(Natural-language object grounding data)
┌──
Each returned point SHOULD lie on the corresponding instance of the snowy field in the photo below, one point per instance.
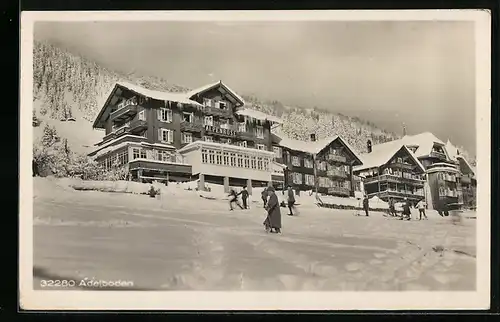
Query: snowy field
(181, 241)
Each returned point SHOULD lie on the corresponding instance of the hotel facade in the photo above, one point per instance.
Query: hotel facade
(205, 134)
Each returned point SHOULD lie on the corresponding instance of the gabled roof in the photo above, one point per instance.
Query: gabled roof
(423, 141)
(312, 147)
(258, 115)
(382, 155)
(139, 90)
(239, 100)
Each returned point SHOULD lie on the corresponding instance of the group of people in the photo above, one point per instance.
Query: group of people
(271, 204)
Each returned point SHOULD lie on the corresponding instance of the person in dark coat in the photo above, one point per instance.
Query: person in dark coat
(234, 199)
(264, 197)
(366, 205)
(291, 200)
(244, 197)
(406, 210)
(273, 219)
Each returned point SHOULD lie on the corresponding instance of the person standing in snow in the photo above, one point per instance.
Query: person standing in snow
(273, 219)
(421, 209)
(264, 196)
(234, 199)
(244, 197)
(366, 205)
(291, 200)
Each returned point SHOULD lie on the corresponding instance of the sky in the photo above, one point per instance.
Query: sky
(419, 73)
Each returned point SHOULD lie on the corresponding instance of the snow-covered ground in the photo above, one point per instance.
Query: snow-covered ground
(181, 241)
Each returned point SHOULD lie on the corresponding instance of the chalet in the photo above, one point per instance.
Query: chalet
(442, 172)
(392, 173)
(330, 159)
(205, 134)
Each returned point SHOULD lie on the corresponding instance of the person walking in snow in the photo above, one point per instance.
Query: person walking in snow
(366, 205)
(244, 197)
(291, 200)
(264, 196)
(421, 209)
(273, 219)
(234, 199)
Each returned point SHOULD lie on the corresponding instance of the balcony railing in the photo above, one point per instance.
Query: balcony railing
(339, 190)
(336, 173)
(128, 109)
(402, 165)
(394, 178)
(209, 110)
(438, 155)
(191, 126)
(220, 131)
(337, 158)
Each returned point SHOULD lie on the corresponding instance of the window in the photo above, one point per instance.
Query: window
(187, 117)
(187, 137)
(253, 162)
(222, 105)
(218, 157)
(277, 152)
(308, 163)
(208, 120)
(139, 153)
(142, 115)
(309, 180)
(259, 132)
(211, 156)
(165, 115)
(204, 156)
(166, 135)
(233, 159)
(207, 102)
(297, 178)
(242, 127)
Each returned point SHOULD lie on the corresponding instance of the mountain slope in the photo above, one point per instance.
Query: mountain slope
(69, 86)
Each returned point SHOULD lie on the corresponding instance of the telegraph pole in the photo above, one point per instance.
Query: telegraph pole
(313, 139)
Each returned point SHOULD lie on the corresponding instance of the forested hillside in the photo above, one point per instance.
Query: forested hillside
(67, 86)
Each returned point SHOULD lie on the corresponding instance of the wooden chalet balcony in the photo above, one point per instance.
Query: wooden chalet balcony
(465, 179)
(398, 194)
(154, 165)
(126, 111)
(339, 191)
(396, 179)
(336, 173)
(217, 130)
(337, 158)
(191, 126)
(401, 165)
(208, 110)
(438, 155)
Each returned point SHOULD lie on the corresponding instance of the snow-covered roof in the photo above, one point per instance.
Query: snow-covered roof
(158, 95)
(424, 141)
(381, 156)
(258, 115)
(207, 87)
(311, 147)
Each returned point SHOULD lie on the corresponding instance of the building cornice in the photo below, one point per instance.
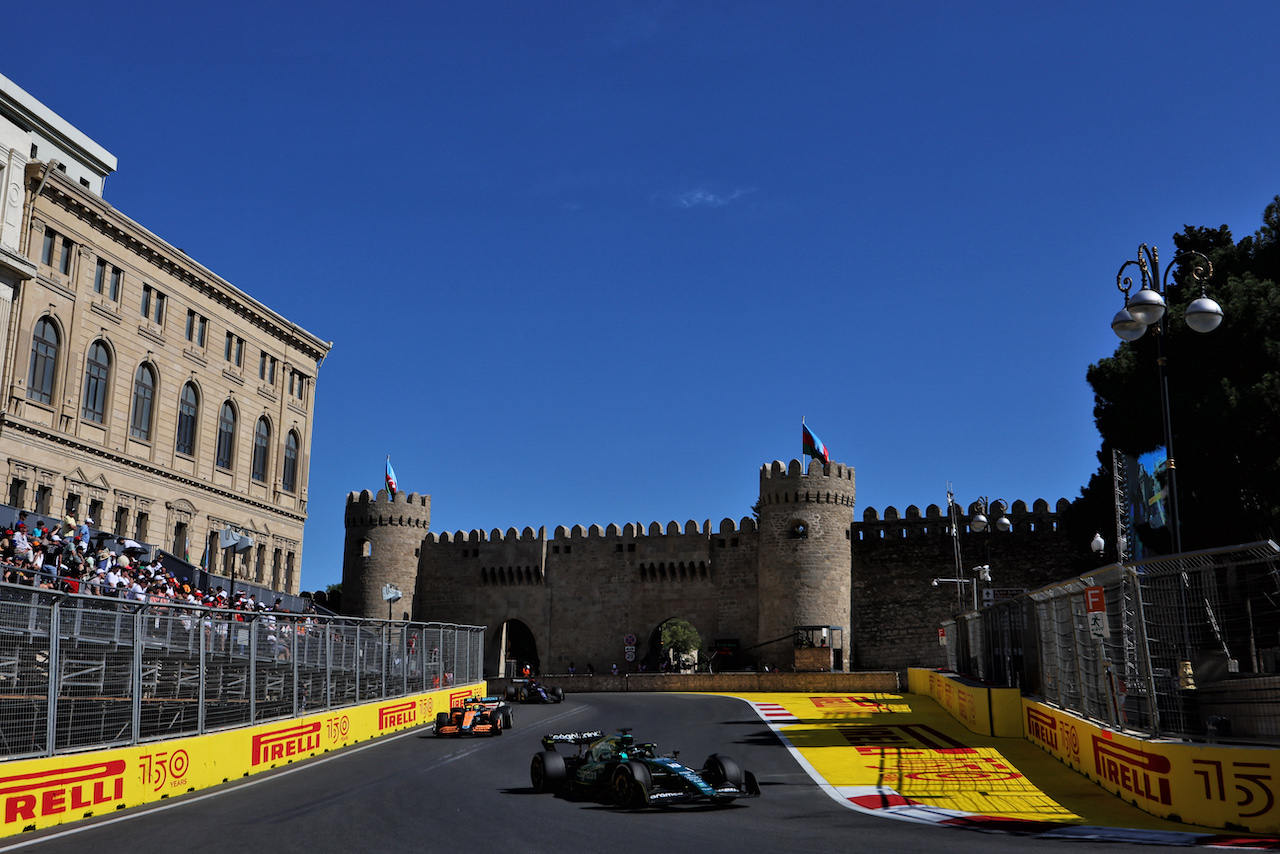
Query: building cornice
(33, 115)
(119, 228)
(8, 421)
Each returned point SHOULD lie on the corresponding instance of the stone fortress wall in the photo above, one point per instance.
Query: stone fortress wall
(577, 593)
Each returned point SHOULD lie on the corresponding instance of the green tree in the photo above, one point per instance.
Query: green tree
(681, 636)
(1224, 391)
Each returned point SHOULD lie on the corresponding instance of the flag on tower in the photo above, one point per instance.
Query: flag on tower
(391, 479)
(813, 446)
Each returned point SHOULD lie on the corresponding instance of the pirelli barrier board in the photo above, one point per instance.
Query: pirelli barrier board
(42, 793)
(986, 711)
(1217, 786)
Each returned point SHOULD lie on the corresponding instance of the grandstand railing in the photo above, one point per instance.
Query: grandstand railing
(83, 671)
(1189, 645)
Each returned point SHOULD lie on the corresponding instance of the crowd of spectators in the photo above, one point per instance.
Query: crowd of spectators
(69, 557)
└──
Work request: Please go over the data above and copy each line with "below" in it.

Answer box:
Each returned point SHOULD lie on the corresponding instance of the snowy field in the photo below, one point per instance.
Each returned point SHOULD lie on the corresponding instance of the building cornice in the photo below, one point per instance.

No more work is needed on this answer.